:: Jobs ::
A – In the report on decoder architectures and low-energy wireless techniques, reproduce the text from "Participants : Olivier" up to and including "of transmission distances.", substituting "power consumption" for every occurrence of "energy consumption".
B – Render this sentence from the report on decoder architectures and low-energy wireless techniques in French: "This year, we have proposed a generic architecture for a CCSDS LDPC decoder."
╭─ Passage to read
This year, we have proposed a generic architecture for a CCSDS LDPC decoder. This architecture uses the regularity and the parallelism of the code and a genericity based on an optimized storage of the data. Two FPGA implementations have been proposed: the first one is low-cost oriented and the second one targets high-speed decoder [39] . Moreover in the context of the RPS2 project, we have designed a parallel architecture suited to the decoding of LDPC for the digital video broadcast DVB-S2 standard. Due the huge codeword length used in the DVB-S2 standard only partly parallel architectures are feasible. The designed architecture exploit the periodicity nature of DVB-S2 LDPC codes.

#### Algorithm Optimization for Low Energy in Wireless Applications

Participants : Olivier Berder, Tuan-Duc Nguyen, Vinh Tran, Olivier Sentieys.

In wireless distributed networks, where multiple antennas can not be integrated in one node, Cooperative Multi-Input Multi-Output (C-MIMO) techniques help to exploit the space time diversity gain in order to increase performance or to reduce the transmission energy consumption. In [14] , strategies using Cooperative MIMO techniques were proposed for Wireless Sensor Network (WSN) where the energy consumption is the most important design criterion. The performance and the energy consumption advantages of Cooperative MIMO technique were investigated, in comparison with the SISO (Single-Input Single-Output), multi-hop SISO and cooperative relay techniques, and an optimal selection of transmit-receive antennas number in terms of energy consumption was also proposed as a function of transmission distances.

Since the wireless nodes are physically separated in cooperative MIMO systems, the imperfect time synchronization between cooperative nodes clocks leads to an unsynchronized MIMO transmission. The performance degradation of this cooperative transmission synchronization error and the cooperative reception additional noise is evaluated by simulations. Two new cooperative reception techniques based on the relay principle and a new efficient space-time combination technique were proposed to increase the energy efficiency of cooperative MIMO systems. Finally, performance and energy consumption comparisons between cooperative MIMO and relay techniques are performed and an association strategy is also proposed to exploit simultaneously the advantages of the two cooperative techniques.
╰─
╭─ Material provided
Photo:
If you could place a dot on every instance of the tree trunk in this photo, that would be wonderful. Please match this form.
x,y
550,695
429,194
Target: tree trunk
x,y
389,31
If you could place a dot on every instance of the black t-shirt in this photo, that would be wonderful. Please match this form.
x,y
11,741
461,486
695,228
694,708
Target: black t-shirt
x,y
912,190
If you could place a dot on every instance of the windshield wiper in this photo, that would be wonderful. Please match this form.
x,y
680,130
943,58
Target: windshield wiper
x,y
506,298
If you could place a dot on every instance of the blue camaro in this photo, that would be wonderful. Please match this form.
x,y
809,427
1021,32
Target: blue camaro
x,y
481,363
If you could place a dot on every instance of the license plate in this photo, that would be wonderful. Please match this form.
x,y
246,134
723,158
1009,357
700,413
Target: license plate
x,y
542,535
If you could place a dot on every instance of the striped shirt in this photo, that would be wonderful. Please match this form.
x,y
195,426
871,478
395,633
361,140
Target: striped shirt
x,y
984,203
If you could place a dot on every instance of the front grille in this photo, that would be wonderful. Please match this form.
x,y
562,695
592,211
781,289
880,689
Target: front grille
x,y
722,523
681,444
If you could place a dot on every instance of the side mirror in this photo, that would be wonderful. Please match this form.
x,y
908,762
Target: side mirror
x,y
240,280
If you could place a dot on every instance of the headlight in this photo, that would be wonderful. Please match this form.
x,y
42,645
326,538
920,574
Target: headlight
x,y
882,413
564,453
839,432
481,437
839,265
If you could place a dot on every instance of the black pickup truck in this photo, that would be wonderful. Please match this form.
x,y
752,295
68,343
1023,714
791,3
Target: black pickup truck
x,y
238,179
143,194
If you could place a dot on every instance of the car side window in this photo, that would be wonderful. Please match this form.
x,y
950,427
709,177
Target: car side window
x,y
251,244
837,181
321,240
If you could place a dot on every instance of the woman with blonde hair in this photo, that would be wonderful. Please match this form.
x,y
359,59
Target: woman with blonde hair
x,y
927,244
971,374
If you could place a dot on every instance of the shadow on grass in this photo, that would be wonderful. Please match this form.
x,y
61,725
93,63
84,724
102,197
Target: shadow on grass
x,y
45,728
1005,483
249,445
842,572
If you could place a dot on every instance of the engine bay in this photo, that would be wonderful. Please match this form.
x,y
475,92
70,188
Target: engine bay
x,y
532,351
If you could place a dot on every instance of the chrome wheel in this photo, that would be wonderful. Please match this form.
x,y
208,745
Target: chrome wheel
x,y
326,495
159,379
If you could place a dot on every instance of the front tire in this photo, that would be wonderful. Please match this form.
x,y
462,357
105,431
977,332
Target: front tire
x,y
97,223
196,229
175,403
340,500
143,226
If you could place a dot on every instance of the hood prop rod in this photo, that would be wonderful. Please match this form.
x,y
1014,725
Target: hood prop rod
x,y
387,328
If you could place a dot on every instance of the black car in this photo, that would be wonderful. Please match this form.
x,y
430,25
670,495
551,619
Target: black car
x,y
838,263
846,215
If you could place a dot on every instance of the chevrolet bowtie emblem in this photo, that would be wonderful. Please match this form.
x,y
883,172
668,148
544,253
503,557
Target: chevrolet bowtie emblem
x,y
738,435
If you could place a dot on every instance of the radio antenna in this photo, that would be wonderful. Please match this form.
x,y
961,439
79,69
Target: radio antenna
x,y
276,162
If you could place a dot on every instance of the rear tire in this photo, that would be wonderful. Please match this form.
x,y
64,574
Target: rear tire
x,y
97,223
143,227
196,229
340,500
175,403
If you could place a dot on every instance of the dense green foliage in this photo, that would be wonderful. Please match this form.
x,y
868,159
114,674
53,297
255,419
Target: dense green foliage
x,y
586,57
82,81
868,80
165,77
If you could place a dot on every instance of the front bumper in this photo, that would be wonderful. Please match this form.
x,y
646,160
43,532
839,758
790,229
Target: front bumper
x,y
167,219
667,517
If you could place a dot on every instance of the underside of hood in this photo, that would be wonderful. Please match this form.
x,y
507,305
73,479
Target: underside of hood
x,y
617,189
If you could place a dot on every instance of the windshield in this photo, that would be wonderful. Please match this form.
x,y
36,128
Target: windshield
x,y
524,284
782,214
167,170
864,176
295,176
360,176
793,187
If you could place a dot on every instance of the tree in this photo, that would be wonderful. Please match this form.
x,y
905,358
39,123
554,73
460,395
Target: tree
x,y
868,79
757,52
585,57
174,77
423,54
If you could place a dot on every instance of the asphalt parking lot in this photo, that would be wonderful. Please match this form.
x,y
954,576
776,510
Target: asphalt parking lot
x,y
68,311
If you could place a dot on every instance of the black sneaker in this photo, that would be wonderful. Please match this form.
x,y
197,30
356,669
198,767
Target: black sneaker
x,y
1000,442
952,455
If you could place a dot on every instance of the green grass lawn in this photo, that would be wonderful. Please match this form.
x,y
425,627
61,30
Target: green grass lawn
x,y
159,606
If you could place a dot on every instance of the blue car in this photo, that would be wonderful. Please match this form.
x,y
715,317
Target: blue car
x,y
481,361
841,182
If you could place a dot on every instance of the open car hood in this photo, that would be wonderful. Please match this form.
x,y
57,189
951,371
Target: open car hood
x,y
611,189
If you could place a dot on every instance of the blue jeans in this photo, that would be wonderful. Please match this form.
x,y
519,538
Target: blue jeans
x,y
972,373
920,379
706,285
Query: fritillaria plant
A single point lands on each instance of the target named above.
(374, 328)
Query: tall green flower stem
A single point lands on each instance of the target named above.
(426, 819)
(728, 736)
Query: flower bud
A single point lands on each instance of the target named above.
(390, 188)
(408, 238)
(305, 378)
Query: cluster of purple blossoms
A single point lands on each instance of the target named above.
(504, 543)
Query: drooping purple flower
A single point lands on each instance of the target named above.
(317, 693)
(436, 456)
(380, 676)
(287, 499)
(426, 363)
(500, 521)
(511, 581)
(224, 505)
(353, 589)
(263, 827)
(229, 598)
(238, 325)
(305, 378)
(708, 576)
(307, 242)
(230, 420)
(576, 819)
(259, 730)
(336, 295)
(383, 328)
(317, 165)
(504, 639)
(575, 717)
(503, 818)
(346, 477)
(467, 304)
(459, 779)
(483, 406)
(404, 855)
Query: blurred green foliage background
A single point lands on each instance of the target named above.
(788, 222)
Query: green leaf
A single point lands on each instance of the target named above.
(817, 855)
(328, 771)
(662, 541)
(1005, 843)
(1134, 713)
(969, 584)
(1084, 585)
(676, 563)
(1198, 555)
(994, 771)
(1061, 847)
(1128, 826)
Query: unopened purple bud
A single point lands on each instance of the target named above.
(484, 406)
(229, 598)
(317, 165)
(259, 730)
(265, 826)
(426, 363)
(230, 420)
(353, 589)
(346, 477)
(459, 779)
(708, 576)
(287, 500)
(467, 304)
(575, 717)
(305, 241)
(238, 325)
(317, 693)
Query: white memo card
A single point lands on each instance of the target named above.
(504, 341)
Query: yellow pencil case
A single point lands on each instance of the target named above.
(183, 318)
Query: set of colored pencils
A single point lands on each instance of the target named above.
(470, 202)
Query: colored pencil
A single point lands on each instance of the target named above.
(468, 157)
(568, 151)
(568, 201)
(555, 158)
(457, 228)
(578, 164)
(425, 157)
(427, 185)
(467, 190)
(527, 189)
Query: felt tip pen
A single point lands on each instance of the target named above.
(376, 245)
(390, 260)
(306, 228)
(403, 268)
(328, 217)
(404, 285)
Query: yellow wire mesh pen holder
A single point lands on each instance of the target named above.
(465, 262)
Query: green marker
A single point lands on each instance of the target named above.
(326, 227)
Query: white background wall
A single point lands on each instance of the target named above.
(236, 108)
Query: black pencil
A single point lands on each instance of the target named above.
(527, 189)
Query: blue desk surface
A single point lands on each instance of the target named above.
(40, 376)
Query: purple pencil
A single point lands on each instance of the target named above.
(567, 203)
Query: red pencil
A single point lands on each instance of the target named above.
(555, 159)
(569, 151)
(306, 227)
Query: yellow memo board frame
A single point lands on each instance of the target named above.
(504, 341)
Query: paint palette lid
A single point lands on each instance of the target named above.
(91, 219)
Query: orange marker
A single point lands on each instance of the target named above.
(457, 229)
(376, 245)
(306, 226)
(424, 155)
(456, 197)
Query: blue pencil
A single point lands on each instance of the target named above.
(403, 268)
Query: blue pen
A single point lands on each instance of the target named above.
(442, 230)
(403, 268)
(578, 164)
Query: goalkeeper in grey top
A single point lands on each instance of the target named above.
╰─
:: Answers to the exercises ::
A –
Participants : Olivier Berder, Tuan-Duc Nguyen, Vinh Tran, Olivier Sentieys.

In wireless distributed networks, where multiple antennas can not be integrated in one node, Cooperative Multi-Input Multi-Output (C-MIMO) techniques help to exploit the space time diversity gain in order to increase performance or to reduce the transmission power consumption. In [14] , strategies using Cooperative MIMO techniques were proposed for Wireless Sensor Network (WSN) where the power consumption is the most important design criterion. The performance and the power consumption advantages of Cooperative MIMO technique were investigated, in comparison with the SISO (Single-Input Single-Output), multi-hop SISO and cooperative relay techniques, and an optimal selection of transmit-receive antennas number in terms of power consumption was also proposed as a function of transmission distances.

B – Cette année, nous avons proposé une architecture générique pour un décodeur LDPC CCSDS.